Required work = Return every line of the records below that contains the word "burnt", treating uppercase and lowercase as different.

Listed records =

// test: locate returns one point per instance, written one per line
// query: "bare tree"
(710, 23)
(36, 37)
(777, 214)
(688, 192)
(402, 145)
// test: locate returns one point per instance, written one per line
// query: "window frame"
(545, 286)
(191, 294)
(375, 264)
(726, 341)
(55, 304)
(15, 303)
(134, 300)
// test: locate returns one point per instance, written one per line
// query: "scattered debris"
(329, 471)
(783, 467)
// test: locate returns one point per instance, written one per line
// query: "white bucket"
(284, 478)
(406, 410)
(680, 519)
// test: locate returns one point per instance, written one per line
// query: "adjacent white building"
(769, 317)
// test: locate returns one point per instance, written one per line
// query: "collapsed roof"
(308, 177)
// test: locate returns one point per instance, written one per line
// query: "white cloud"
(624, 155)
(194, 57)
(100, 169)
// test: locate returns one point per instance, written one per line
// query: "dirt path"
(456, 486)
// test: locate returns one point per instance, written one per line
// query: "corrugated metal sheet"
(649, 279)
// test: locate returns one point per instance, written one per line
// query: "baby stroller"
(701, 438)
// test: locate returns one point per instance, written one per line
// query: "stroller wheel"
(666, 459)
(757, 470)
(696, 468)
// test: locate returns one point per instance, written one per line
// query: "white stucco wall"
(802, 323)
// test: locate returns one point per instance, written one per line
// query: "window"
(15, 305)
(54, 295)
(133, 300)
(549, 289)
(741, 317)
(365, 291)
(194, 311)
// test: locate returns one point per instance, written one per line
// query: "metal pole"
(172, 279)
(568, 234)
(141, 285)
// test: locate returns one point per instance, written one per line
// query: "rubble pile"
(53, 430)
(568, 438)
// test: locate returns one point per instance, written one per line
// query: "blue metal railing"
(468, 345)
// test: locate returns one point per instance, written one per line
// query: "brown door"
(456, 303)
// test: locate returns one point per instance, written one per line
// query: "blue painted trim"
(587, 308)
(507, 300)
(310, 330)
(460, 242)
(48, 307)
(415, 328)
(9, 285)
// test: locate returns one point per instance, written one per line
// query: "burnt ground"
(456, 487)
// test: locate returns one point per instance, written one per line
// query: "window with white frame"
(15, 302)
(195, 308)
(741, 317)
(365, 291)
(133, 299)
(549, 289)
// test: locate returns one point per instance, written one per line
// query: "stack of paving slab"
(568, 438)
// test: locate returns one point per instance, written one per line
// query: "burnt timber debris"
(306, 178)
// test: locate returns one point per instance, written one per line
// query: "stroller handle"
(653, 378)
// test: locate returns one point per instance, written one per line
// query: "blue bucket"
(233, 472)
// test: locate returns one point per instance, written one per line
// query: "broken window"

Response to the task =
// query: "burnt ground"
// query: "burnt timber debris"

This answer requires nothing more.